Work instruction - Only the lines from the one containing "Query: overhead wire" to the end of the records should be given again, word for word and in full.

★ ★ ★ ★ ★ ★ ★

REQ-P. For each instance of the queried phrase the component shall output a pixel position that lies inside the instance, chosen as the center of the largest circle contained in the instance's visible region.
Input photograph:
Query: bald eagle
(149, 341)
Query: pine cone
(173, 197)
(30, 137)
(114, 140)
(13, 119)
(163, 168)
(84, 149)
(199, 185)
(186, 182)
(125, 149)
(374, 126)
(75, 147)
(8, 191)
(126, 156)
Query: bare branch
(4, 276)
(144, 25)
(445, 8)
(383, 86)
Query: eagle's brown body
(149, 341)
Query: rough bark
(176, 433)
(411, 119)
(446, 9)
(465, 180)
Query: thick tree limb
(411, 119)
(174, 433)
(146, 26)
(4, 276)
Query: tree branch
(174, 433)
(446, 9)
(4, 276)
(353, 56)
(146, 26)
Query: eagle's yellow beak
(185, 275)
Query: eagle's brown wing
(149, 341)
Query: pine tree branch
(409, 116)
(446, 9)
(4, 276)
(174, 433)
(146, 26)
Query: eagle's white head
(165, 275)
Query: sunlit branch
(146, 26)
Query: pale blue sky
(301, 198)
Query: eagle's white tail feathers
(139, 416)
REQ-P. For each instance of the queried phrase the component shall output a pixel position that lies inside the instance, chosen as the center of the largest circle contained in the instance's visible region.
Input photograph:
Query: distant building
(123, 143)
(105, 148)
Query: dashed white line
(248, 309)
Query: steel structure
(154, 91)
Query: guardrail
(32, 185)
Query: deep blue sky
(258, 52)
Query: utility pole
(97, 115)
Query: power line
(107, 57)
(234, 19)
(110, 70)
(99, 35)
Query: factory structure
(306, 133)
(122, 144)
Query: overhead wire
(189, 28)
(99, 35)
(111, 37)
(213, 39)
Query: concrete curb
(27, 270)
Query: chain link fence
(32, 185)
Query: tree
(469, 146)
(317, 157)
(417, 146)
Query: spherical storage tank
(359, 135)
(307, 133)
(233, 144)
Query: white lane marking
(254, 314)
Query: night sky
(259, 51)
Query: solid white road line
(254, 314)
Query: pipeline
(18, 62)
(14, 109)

★ ★ ★ ★ ★ ★ ★

Result of this task -
Query: overhead wire
(189, 28)
(99, 35)
(111, 37)
(213, 39)
Query: concrete curb
(27, 270)
Query: chain link fence
(32, 185)
Query: tree
(469, 146)
(317, 157)
(417, 146)
Query: spherical storage tank
(359, 135)
(307, 133)
(233, 144)
Query: white lane marking
(254, 314)
Query: night sky
(259, 51)
Query: solid white road line
(254, 314)
Query: pipeline
(18, 62)
(14, 109)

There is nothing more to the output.